[[ RECORDS, beginning ]]
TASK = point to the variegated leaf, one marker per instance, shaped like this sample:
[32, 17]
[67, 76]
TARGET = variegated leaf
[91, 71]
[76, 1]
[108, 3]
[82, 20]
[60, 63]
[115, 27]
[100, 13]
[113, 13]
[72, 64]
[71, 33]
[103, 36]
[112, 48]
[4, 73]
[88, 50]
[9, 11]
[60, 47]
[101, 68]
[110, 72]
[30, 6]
[[ RECORDS, end ]]
### [ASSIGNED TASK]
Recopy all of the records verbatim.

### [RESPONSE FOR THIS EXERCISE]
TASK = point to the variegated leaf, one marker per instance, shaped like this sample:
[32, 17]
[67, 76]
TARGET = variegated leaf
[91, 71]
[76, 1]
[108, 3]
[82, 20]
[60, 63]
[115, 27]
[100, 13]
[113, 13]
[72, 64]
[71, 33]
[103, 36]
[112, 48]
[4, 73]
[88, 50]
[9, 11]
[60, 47]
[101, 68]
[110, 72]
[30, 6]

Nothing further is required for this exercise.